= Estratti dei dati =

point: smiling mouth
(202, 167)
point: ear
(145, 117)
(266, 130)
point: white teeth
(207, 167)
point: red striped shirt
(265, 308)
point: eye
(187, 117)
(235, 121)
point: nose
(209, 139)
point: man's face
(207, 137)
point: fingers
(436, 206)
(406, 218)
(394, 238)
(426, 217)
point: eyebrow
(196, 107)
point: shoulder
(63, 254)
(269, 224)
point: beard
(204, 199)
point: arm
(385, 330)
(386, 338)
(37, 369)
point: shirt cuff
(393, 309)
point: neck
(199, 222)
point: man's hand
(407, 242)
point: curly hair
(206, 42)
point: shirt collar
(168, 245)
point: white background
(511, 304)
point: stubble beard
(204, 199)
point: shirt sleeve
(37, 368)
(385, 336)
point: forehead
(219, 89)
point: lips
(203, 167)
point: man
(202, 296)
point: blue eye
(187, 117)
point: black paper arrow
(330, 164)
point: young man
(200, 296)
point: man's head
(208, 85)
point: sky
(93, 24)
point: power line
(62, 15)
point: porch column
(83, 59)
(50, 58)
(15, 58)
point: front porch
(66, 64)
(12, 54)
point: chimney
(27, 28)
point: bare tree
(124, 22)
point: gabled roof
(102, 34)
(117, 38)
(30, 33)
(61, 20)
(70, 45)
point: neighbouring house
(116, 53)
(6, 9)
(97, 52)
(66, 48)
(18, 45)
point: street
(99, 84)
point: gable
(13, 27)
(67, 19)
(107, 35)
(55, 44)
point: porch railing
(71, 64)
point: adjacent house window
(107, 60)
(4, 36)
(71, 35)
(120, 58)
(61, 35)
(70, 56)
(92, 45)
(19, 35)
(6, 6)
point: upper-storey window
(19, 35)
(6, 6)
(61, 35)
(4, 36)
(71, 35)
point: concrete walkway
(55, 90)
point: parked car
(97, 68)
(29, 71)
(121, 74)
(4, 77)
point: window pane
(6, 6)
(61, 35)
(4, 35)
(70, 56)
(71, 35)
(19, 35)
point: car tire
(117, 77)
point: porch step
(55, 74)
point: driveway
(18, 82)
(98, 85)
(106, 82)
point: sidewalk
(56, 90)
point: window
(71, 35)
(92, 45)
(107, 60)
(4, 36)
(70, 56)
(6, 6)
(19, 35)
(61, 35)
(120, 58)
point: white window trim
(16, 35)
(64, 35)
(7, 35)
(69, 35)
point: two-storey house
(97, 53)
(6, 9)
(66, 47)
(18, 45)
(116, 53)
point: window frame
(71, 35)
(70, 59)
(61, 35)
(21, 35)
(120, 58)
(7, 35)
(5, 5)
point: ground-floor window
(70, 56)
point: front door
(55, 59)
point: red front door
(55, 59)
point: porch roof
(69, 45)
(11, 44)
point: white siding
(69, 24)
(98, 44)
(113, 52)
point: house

= Descrizione del problema =
Estrai e ricopia identiche le righe dei dati partendo da quella che contiene "point: porch step" e arrivando fino all'ultima riga dei dati, entrambe incluse.

= Risultato dell'esercizio =
point: porch step
(55, 74)
point: driveway
(18, 82)
(98, 85)
(106, 82)
point: sidewalk
(56, 90)
point: window
(71, 35)
(92, 45)
(107, 60)
(4, 36)
(70, 56)
(6, 6)
(19, 35)
(61, 35)
(120, 58)
point: white window trim
(16, 35)
(64, 35)
(7, 35)
(69, 35)
point: two-storey house
(97, 53)
(6, 9)
(66, 47)
(18, 45)
(116, 53)
point: window frame
(71, 35)
(70, 59)
(61, 35)
(21, 35)
(120, 58)
(7, 35)
(5, 5)
point: ground-floor window
(70, 56)
point: front door
(55, 59)
point: red front door
(55, 59)
point: porch roof
(69, 45)
(11, 44)
point: white siding
(69, 24)
(98, 44)
(113, 52)
point: house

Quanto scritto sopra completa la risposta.